• _Page excerpt_

——

Wednesday, January 23, 2013

First Impressions of Strike Suit Zero (or, less affectionately, "the crippling disappointment that this has nothing to do with Samus")

What's in a name?  Names are important, if you ask me, as they lend meaning to pretty much everything.  When I approached this game, I was struck by a few guiding points: it's a space-sim, the main character is referred to as "Adams," and no where on there did I find the jumpsuit-clad Samus (Evangelion spawned this thing for jumpsuits, you see).  Regardless, it was pretty, there were ships turning into and out of robots, so I went ahead and hopped into it.
Going back to the names, Adams comes onto the fold as stuff really picks up.  The storyline is that him and his nation or whatever are at war with the colonists (IN GLORIOUS 3D SPACE), and during his test to see if he's good enough to pilot, they're attacked in their own space by the colonists.  The question is thrown around by how they've intercepted so close, but it isn't brought to the attention of the audience why they're called colonists, when we obviously hate them.  Where did we go wrong?
Regardless, you kill them, save a freighter, and go on your lovely way.

I'd like to address my issues and concerns before I get into what I actually enjoy about the game, so I seem far less pessimistic.

For starters, comparing this to a space-sim is like comparing Ridge Racer to Gran Turismo.  It's an arcade-game wrapped in a neat little bundle, and it does work, but it only works for so long before you start losing interest.  The loss of interest stays because the weapon-unlocks are handled in the way to keep the player as far detached from their own customization as possible.
At the end of each mission, you're given points based off of how many things (and I say "things" because there's really no other class to set them in) you've destroyed, or at least got the assist on.  Then, according to what seems like an absolutely arbitrary system, it just...rewards your performance with better gear that you can use retrofittedly or in future missions.  To this point, I've unlocked three separate weapons, none of which are better than the gear you start out with.  It makes me wish that there was an alternative that allowed us to use the points awarded to peruse the unlockables and pick our own, or at least gave us a point-amount until we get the next unlockable.  I have very little incentive to actually focus on unlocking things because the new weapons so far provided are shorter range, far less damage, and aren't unlimited on ammunition.

——

(Dataset records)
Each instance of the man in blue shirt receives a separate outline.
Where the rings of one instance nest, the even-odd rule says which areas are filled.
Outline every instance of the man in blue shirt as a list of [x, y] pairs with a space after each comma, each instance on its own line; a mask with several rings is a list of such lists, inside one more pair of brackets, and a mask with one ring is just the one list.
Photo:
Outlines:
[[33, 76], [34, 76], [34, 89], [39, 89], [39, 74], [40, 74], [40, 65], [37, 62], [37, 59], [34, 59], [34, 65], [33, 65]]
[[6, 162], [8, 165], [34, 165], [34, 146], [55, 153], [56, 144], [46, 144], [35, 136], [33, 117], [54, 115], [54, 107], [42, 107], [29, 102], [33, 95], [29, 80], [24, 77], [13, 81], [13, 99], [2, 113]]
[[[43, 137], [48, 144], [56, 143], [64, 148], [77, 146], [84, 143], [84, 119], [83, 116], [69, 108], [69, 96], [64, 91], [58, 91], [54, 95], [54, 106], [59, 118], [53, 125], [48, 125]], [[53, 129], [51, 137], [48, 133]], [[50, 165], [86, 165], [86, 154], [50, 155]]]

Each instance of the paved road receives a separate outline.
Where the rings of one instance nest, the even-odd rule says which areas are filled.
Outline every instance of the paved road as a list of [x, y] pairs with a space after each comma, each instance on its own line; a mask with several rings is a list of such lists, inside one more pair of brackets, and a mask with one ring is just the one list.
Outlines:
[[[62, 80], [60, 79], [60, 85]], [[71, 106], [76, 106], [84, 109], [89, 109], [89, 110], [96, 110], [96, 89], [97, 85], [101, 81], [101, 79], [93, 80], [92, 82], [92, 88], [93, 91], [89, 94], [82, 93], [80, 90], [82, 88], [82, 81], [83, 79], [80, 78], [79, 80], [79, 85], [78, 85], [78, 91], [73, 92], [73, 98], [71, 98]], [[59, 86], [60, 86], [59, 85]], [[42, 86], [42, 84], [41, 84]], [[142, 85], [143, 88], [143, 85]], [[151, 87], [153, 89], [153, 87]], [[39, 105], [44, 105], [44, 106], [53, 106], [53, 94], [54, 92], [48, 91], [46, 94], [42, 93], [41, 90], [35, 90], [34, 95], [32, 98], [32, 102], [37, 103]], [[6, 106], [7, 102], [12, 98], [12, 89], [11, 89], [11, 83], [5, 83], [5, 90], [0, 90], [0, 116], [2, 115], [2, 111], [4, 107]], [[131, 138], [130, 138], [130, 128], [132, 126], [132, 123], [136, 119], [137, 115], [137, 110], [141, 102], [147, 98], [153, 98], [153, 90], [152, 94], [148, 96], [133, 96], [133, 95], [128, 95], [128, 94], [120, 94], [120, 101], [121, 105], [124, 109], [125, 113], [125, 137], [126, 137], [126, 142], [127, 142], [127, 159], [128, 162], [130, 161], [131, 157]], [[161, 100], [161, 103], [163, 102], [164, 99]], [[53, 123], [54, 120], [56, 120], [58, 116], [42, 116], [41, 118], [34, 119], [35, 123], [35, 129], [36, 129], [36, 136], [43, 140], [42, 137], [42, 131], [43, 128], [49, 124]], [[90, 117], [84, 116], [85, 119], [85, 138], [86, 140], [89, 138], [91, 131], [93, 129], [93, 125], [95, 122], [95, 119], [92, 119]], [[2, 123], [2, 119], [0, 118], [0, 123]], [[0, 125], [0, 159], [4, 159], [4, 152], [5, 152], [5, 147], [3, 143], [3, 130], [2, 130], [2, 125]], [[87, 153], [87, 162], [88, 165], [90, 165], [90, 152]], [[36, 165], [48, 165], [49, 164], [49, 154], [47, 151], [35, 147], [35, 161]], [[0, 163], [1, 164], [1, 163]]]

——

• _Set exercise 1_
Write out the passage of the Strike Suit Zero review starting at "For starters, comparing" and ending at "customization as possible.".
• _Set exercise 2_
Carry the Strike Suit Zero review forward from its final sentence.

• _Task answer 1_
For starters, comparing this to a space-sim is like comparing Ridge Racer to Gran Turismo.  It's an arcade-game wrapped in a neat little bundle, and it does work, but it only works for so long before you start losing interest.  The loss of interest stays because the weapon-unlocks are handled in the way to keep the player as far detached from their own customization as possible.

• _Task answer 2_
The music is grating.  Some people might like it, but I can't recall a crowd who'd really enjoy electric-sitars playing more groovalicious covers of EVE and Freespace.  It might be that I've grown accustomed to very chill music while playing space-sims to emulate the feeling of weightlessness, and the songs in this game just so happen to make you feel very grounded.
To run down the controls really quick, you have accelerate as W, accelerate faster as shift, brake as S, and roll to the appropriate side with A and D.  Unlike every space-sim you can think of, the obvious missing piece here is pitch, which, along with yaw, are all covered by the movement of the mouse.  Yes.  Your mouse covers yaw.  It blew my mind.  It feels like baby's first space-sim to me because of it, but then I realized what technical characteristics of a ship would actually allow it to achieve yaw, and suddenly, it all made sense.  That being said, because of the inclusion of yaw in the game's mechanics, I've yet to figure out why roll is included, aside from people to yell, "DO A BARREL ROLL!"
To set the difficulty back even further, there really isn't much in way of having to dodge missiles (something that was ever-so-fun in Freespace); their tracking was a bit too tight and there wasn't any sort of way to track where the missile was coming from aside from paying enough attention to the beeps.  Rather, what you did was wait until the beeps were screaming their asses off at you, then pressed Ctrl to send out an EMP and disrupt your signal.  Woo.
The visuals, although originally very inspiring, fall off fast when you stare at the same static backdrop for about ten minutes, and notice that the explosions seem to be a nod at the games that it sought to emulate.  The ship designs don't change, and the first ship is absolutely boring to look at.  Every other ship's fine, but at the end of the day, I get tired of third-person just because my ship is so boring.  It's not enough to break the game, but it is enough to mention it in a game review.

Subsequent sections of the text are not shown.